**Problem details**
Express the records from their first line through the line containing "82L519 84L556 106L721", both ends included, as a Markdown table with the columns Row and Line. Number each row and leave out any blank lines.

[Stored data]
-*-
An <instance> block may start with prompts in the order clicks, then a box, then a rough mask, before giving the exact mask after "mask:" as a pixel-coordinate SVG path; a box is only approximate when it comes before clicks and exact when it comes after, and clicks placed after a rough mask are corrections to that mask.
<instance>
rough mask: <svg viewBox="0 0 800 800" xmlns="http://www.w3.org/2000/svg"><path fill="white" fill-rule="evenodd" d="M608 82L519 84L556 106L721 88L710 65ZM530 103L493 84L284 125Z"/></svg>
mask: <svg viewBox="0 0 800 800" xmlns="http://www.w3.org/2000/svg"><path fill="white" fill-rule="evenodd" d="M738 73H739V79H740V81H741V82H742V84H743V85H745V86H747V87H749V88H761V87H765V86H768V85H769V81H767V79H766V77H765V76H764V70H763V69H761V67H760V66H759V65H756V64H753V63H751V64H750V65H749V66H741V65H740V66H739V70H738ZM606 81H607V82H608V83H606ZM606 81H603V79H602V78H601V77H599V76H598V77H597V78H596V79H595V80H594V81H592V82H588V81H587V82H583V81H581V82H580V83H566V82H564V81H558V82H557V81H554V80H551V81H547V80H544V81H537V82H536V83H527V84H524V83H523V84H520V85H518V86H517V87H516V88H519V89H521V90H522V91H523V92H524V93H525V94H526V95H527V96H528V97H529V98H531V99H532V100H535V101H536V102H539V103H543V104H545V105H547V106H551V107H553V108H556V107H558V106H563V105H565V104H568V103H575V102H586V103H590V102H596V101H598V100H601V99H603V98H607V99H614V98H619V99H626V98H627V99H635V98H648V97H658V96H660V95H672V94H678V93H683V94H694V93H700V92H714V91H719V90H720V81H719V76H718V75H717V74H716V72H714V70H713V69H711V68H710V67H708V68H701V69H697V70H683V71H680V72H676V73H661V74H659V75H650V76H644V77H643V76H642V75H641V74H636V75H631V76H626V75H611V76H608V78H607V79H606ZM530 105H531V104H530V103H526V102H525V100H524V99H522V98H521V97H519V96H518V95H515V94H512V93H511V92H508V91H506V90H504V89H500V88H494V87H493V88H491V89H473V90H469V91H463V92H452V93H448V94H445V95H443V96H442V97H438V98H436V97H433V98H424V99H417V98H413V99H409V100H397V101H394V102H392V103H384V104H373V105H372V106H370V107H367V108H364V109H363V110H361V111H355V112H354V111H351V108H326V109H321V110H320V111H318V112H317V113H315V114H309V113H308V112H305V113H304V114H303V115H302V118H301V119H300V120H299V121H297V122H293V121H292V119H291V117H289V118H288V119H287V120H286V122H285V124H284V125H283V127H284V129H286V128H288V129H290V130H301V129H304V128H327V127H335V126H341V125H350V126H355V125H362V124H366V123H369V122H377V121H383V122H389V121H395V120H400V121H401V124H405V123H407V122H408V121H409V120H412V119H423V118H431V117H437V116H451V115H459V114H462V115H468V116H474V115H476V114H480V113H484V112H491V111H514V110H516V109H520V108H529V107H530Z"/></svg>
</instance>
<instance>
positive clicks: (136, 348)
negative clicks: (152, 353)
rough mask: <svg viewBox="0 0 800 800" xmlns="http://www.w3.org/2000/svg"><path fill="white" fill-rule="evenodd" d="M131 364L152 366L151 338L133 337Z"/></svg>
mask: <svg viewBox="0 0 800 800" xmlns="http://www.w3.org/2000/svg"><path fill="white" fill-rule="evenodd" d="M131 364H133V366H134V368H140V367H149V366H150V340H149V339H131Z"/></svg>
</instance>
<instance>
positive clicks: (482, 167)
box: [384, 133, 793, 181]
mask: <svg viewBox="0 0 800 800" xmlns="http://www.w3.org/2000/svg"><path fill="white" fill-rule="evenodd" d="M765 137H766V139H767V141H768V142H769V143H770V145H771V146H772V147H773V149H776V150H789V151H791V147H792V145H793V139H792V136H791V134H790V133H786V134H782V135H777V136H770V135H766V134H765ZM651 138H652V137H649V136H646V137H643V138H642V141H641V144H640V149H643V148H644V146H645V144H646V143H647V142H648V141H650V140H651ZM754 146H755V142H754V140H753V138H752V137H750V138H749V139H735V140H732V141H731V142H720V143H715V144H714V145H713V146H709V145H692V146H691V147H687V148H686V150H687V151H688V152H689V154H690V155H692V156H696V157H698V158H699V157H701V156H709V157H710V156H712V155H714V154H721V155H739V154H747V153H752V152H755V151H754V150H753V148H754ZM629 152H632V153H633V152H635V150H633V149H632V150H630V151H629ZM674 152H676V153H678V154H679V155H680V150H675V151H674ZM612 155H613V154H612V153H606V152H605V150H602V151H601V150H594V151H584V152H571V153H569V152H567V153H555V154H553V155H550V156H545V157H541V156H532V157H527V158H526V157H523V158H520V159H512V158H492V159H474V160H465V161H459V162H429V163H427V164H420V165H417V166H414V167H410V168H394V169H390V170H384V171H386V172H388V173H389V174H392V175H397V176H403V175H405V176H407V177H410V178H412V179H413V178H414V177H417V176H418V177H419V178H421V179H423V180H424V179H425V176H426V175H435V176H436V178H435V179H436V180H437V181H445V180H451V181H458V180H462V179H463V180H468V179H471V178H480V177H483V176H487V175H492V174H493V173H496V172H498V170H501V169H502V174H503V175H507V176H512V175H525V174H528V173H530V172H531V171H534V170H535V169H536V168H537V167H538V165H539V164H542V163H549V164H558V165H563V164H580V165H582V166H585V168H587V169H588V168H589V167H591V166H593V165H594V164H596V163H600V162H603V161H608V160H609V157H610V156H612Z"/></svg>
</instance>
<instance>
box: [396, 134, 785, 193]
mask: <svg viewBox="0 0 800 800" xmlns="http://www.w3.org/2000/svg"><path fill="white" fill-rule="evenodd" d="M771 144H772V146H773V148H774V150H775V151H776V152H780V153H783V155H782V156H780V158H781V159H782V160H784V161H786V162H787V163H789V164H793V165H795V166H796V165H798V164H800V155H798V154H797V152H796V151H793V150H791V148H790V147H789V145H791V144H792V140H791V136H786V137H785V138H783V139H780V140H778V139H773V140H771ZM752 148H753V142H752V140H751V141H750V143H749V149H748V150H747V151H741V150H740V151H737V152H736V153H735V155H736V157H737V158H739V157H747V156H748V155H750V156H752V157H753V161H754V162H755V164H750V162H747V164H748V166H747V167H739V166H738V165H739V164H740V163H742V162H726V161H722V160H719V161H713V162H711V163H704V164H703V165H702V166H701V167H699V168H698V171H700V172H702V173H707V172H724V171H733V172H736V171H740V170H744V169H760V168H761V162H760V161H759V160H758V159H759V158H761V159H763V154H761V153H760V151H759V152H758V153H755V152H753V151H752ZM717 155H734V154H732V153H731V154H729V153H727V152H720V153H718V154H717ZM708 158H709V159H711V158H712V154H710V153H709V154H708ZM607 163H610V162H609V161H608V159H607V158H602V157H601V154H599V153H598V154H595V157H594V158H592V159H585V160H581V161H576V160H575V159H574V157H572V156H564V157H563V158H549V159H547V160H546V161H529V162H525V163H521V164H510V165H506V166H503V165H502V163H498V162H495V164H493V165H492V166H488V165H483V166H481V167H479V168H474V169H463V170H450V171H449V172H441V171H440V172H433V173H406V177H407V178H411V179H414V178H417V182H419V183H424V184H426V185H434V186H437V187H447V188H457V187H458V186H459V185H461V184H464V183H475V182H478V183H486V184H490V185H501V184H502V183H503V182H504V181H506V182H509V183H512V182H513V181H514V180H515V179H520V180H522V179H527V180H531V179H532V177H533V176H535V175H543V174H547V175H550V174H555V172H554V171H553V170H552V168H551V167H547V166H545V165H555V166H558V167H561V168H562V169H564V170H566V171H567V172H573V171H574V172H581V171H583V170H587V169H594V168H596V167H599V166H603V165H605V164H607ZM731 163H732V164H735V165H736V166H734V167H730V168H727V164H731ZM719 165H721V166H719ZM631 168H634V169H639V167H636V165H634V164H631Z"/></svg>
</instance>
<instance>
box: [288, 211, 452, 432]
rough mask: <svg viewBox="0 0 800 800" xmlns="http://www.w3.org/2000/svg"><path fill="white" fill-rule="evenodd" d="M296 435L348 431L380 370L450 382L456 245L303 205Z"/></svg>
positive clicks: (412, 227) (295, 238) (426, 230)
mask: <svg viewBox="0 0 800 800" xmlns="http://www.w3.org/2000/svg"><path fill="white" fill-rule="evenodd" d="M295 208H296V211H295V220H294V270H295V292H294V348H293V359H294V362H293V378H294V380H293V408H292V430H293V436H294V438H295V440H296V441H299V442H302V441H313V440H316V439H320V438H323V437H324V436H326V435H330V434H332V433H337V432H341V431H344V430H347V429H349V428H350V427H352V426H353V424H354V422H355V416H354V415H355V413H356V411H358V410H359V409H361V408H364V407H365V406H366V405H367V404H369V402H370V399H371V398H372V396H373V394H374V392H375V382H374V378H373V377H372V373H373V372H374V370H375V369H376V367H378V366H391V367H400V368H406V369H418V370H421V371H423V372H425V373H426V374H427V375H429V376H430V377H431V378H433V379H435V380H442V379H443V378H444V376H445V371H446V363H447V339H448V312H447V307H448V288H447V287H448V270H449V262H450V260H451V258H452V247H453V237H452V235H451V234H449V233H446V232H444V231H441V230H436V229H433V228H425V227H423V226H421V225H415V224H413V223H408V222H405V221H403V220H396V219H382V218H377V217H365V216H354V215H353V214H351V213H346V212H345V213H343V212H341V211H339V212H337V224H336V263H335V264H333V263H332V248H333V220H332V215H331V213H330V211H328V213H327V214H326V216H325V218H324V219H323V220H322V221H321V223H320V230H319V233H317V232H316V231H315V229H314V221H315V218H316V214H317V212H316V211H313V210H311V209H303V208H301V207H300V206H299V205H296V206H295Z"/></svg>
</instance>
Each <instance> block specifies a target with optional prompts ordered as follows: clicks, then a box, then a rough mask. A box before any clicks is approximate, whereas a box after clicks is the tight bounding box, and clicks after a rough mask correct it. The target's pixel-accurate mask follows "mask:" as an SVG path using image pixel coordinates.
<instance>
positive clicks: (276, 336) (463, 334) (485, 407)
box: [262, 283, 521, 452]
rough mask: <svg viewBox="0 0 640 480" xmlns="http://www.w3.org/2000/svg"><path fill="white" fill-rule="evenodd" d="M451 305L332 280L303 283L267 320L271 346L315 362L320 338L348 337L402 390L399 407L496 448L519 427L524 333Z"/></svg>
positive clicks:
-*-
**Answer**
| Row | Line |
|---|---|
| 1 | An <instance> block may start with prompts in the order clicks, then a box, then a rough mask, before giving the exact mask after "mask:" as a pixel-coordinate SVG path; a box is only approximate when it comes before clicks and exact when it comes after, and clicks placed after a rough mask are corrections to that mask. |
| 2 | <instance> |
| 3 | rough mask: <svg viewBox="0 0 800 800" xmlns="http://www.w3.org/2000/svg"><path fill="white" fill-rule="evenodd" d="M608 82L519 84L556 106L721 88L710 65ZM530 103L493 84L284 125Z"/></svg> |